To be done: Convert every line of the material below into a JSON list of strings, one string per line, omitting any blank lines.

Dataset rows:
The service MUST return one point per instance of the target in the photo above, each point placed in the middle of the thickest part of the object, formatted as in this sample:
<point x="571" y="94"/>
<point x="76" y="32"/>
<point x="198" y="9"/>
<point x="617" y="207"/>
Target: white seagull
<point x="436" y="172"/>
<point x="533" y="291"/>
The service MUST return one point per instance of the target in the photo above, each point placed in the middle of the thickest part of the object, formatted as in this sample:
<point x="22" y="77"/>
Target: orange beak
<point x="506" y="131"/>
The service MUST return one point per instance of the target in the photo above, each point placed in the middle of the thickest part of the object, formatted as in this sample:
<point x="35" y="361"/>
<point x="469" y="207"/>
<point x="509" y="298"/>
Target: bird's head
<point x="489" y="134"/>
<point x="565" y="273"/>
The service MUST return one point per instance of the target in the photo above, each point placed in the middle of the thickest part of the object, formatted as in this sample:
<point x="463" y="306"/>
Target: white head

Exercise response:
[
  "The service MUST return one point per instance of the target in the photo above, each point placed in the middle of the thickest part of the object, formatted as in this sample:",
  "<point x=\"571\" y=\"94\"/>",
  "<point x=\"76\" y=\"32\"/>",
  "<point x=\"198\" y=\"9\"/>",
  "<point x=\"617\" y=\"207\"/>",
  "Target: white seagull",
  "<point x=\"436\" y=\"172\"/>",
  "<point x=\"533\" y=\"291\"/>",
  "The service MUST return one point per instance of the target in the photo above, each point placed in the middle of the thickest part of the object, formatted as in this sample:",
  "<point x=\"22\" y=\"77\"/>",
  "Target: orange beak",
  "<point x=\"506\" y=\"131\"/>",
  "The service MUST return one point per instance of the target in the photo above, each point placed in the middle of the thickest part of the object, formatted as in this sample:",
  "<point x=\"35\" y=\"361\"/>",
  "<point x=\"469\" y=\"207\"/>",
  "<point x=\"509\" y=\"298\"/>",
  "Target: bird's head",
  "<point x=\"489\" y=\"134\"/>",
  "<point x=\"565\" y=\"273\"/>",
  "The service MUST return one point per instance of the target in the photo above, each point placed in the middle of the thickest part of the object, formatted as in this sample:",
  "<point x=\"463\" y=\"306\"/>",
  "Target: white head"
]